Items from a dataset
* * *
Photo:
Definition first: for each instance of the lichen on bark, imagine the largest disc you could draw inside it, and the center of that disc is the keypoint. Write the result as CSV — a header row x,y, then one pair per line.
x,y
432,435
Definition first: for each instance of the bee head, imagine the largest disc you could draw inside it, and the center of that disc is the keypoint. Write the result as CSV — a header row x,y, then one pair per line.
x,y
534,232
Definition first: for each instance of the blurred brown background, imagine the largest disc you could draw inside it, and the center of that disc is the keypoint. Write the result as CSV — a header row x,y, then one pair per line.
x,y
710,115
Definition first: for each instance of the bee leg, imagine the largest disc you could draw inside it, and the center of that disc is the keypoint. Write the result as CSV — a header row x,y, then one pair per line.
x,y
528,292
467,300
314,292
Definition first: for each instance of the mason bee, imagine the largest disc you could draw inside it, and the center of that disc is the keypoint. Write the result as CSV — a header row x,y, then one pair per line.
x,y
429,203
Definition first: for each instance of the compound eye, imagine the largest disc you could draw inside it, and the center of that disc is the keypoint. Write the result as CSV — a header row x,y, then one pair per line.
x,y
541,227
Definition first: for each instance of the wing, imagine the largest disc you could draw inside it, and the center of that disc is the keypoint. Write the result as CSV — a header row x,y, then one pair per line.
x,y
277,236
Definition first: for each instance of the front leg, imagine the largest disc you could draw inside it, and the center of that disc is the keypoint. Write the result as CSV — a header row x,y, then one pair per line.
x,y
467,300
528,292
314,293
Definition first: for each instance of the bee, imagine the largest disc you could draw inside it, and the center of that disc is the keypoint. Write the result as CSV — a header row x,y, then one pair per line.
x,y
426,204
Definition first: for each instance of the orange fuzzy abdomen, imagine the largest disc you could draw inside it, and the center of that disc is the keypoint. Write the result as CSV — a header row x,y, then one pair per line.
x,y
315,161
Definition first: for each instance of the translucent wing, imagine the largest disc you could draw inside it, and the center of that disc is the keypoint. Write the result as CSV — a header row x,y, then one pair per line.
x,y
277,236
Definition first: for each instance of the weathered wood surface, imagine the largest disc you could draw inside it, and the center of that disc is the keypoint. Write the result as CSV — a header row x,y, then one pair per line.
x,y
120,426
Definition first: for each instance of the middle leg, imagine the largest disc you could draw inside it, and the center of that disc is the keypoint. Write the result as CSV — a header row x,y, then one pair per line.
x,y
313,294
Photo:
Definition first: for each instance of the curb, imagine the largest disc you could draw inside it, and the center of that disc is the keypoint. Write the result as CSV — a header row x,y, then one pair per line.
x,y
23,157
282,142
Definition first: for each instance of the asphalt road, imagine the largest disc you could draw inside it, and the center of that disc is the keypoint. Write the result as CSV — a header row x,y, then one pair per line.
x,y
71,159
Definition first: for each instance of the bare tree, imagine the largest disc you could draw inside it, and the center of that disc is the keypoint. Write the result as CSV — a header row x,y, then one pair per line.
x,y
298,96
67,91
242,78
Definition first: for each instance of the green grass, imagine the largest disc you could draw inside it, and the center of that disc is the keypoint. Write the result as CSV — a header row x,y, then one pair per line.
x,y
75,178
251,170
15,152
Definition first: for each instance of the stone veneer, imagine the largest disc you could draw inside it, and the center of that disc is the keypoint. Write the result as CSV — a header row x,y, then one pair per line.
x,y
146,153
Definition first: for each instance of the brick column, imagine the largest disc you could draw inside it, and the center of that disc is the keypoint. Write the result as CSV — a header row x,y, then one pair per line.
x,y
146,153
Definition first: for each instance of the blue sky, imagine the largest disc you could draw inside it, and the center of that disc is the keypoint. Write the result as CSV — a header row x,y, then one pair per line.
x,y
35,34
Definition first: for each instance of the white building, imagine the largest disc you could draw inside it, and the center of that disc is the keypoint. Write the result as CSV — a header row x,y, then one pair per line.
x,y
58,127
* * *
▶ _Do this_:
Starting with the line that contains "Definition first: for each instance of the blue" and continuing through the last line, write those lines out again, requests included. Multiply every x,y coordinate in the answers by 2.6 and round each to a whole number, with halves rounded up.

▶ _Result below_:
Definition first: for each instance of the blue sky, imagine the largest disc you could draw inside it, and the center of that disc is the keypoint. Write the result as CSV — a header row x,y, then one pair per line.
x,y
91,88
Definition first: for each instance of the white building, imagine the largest disc you could draw inside it, and the center of that disc is the keypoint. Write the result as CSV — a header row x,y, then one pair per line.
x,y
151,330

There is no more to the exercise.